Given exercise a —
Using the article on the San Quentin expansion, answer:
(i) How many beds was the planned new death row wing to have?
(ii) About how much would the full construction have cost from the general fund?
(iii) According to The Bee, how much could interest payments on 20-year bonds add to the final price tag?
* START Source document *
Governor Cancels Plans to Expand San Quentin Saving Nearly Half a Billion

san-quentin.jpgGovernor Jerry Brown, in a quick stroke of the pen, has undone one of the more perplexing moves that Governor Arnold Schwarzenegger made, which was to take 65 million out of the state’s general fund to construct a new wing with 1152 beds for San Quentin’s death row – at a time when the state was not executing new condemned prisoners and at a time when there are only 700 inmates on death row awaiting death sentences.

And it was worse than that, $64.7 million was to be merely a down payment.  The full cost of construction would have been about $360 million from the general fund. The Bee last summer reported, “Interest payments on 20-year bonds the state ordinarily would sell to finance the construction could add another $150 million or more to the final price tag.”

In a press release from the Governor’s office, the Governor issued a statement, “At a time when children, the disabled and seniors face painful cuts to essential programs, the State of California cannot justify a massive expenditure of public dollars for the worst criminals in our state.”
* END Source document *
Given exercise b —
Extract every line of the rows below that contains the string "siding".
* START Extracted entries *
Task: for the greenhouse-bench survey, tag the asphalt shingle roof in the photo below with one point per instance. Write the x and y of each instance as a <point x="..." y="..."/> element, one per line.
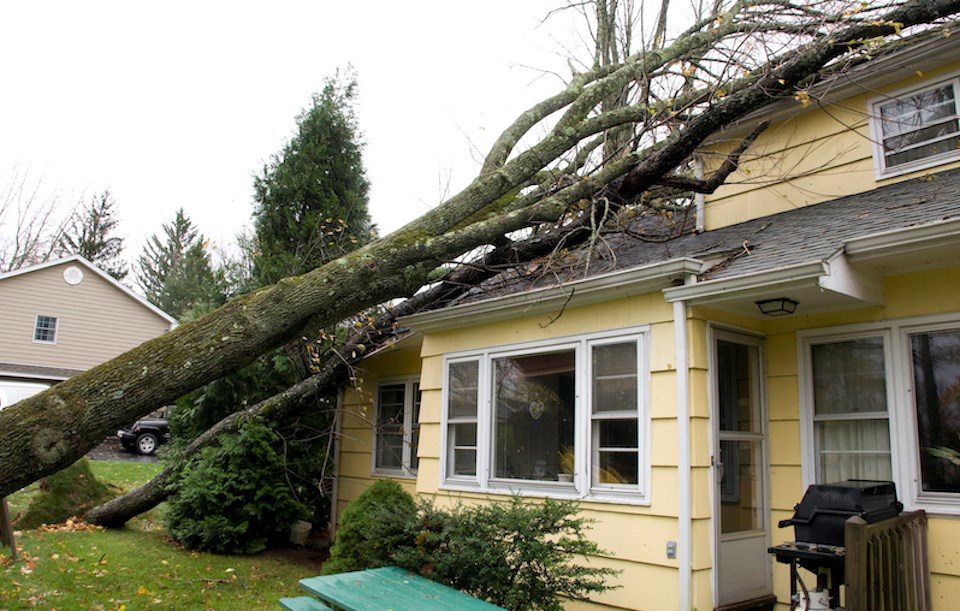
<point x="807" y="234"/>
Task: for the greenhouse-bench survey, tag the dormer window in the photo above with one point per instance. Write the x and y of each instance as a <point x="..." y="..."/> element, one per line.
<point x="916" y="130"/>
<point x="45" y="329"/>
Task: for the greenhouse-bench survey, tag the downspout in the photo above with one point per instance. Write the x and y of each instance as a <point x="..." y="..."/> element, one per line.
<point x="684" y="519"/>
<point x="335" y="484"/>
<point x="699" y="198"/>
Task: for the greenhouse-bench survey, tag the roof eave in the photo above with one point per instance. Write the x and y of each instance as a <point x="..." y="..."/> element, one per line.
<point x="613" y="285"/>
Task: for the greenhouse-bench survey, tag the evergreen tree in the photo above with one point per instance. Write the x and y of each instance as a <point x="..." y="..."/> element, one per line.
<point x="311" y="198"/>
<point x="175" y="271"/>
<point x="88" y="235"/>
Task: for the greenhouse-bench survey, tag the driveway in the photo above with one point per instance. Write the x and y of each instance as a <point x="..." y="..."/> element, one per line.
<point x="111" y="449"/>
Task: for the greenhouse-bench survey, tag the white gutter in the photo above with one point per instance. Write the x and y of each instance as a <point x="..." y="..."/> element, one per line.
<point x="738" y="287"/>
<point x="685" y="526"/>
<point x="904" y="241"/>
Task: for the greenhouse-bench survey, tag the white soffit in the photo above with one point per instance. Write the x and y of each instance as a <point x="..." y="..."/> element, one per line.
<point x="606" y="287"/>
<point x="817" y="286"/>
<point x="912" y="248"/>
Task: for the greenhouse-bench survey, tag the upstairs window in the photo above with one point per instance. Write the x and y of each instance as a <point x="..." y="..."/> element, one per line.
<point x="45" y="329"/>
<point x="916" y="130"/>
<point x="398" y="428"/>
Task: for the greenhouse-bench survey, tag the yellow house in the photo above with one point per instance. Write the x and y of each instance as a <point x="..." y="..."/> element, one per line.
<point x="803" y="327"/>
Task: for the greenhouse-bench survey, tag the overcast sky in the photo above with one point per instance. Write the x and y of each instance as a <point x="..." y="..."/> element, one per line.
<point x="179" y="103"/>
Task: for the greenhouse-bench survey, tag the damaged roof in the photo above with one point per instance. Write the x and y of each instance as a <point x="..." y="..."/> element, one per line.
<point x="814" y="233"/>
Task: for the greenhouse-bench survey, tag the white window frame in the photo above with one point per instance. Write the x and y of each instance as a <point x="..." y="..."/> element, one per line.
<point x="876" y="130"/>
<point x="411" y="389"/>
<point x="36" y="328"/>
<point x="904" y="439"/>
<point x="807" y="394"/>
<point x="583" y="486"/>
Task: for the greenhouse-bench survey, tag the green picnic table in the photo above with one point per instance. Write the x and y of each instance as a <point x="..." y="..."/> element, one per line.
<point x="382" y="589"/>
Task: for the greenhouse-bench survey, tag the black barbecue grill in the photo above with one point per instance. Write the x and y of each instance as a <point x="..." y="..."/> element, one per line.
<point x="818" y="523"/>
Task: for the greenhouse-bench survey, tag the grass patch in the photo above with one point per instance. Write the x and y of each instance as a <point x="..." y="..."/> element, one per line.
<point x="137" y="567"/>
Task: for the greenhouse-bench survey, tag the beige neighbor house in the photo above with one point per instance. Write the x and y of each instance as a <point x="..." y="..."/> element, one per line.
<point x="63" y="317"/>
<point x="694" y="421"/>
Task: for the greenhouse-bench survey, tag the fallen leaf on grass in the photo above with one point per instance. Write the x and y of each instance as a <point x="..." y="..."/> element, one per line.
<point x="73" y="524"/>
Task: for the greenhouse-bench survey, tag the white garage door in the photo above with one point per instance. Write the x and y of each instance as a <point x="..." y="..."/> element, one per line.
<point x="11" y="392"/>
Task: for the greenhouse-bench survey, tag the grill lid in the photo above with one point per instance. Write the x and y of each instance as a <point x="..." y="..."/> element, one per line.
<point x="820" y="515"/>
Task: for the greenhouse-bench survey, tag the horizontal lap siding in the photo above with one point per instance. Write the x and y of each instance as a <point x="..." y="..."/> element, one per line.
<point x="814" y="157"/>
<point x="96" y="321"/>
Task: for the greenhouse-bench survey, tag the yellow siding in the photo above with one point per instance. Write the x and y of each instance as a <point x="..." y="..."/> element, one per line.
<point x="819" y="155"/>
<point x="635" y="537"/>
<point x="355" y="460"/>
<point x="939" y="290"/>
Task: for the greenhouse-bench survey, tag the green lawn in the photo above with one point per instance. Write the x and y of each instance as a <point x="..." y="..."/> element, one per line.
<point x="137" y="567"/>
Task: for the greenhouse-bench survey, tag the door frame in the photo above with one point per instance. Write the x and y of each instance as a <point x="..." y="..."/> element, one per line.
<point x="715" y="334"/>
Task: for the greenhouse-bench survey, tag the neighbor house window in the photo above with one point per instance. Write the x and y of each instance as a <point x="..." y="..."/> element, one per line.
<point x="45" y="329"/>
<point x="397" y="429"/>
<point x="565" y="417"/>
<point x="883" y="403"/>
<point x="916" y="130"/>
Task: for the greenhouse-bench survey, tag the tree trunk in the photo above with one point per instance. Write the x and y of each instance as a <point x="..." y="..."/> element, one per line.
<point x="51" y="430"/>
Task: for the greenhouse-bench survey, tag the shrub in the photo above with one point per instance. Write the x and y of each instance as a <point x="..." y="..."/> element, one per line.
<point x="235" y="498"/>
<point x="516" y="555"/>
<point x="64" y="494"/>
<point x="373" y="528"/>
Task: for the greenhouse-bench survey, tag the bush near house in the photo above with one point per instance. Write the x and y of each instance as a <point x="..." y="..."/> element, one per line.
<point x="235" y="499"/>
<point x="516" y="555"/>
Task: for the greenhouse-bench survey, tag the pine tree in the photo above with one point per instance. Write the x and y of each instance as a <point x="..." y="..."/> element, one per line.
<point x="88" y="235"/>
<point x="311" y="199"/>
<point x="175" y="271"/>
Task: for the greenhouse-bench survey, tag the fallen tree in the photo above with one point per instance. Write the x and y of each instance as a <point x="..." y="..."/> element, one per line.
<point x="517" y="189"/>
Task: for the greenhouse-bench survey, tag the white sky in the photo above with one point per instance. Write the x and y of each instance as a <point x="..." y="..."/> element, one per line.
<point x="179" y="103"/>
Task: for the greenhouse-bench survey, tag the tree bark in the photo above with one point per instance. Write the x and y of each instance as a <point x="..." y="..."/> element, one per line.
<point x="49" y="431"/>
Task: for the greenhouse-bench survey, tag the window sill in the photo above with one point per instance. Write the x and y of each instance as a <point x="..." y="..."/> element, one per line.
<point x="564" y="492"/>
<point x="919" y="165"/>
<point x="394" y="474"/>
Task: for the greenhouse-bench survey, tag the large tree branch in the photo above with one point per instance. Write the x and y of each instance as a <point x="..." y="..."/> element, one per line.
<point x="47" y="432"/>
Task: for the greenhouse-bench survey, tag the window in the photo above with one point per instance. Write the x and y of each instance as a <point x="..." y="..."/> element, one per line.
<point x="882" y="401"/>
<point x="935" y="356"/>
<point x="916" y="130"/>
<point x="397" y="431"/>
<point x="565" y="417"/>
<point x="852" y="432"/>
<point x="45" y="329"/>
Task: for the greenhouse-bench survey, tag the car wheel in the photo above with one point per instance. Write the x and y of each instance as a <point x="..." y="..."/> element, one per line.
<point x="147" y="443"/>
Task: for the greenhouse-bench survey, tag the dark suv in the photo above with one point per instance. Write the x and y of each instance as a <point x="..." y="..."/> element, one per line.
<point x="145" y="436"/>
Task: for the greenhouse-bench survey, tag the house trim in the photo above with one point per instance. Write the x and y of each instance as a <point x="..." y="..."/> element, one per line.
<point x="901" y="408"/>
<point x="748" y="286"/>
<point x="903" y="242"/>
<point x="404" y="472"/>
<point x="881" y="171"/>
<point x="584" y="489"/>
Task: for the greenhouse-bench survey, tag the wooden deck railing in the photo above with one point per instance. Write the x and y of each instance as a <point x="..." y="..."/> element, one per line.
<point x="886" y="564"/>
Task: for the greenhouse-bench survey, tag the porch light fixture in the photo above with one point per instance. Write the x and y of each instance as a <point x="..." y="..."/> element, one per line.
<point x="781" y="306"/>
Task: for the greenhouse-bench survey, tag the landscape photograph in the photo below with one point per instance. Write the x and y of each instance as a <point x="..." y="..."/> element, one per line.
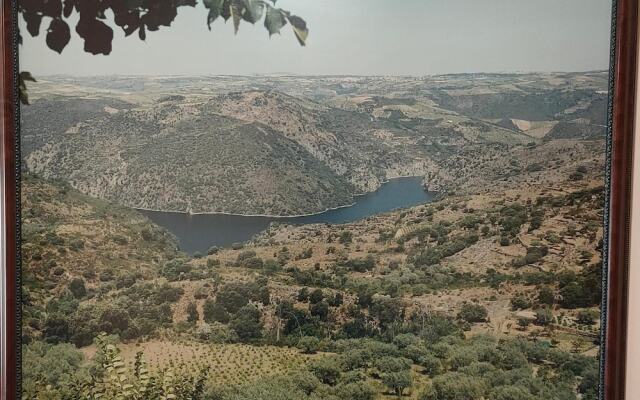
* END Extracted entries *
Worked solution a —
(i) 1152 beds
(ii) About $360 million
(iii) Another $150 million or more

Worked solution b —
Task: for the greenhouse-bench survey, tag the horizontal lap siding in the photo above with one point per instance. Write the x and y of each instance as a <point x="..." y="..."/> element, one per line.
Task: for the greenhouse-bench survey, tag the yellow siding in the photo above with one point per instance. Write the x and y of each instance as a <point x="..." y="..."/> element, one per line.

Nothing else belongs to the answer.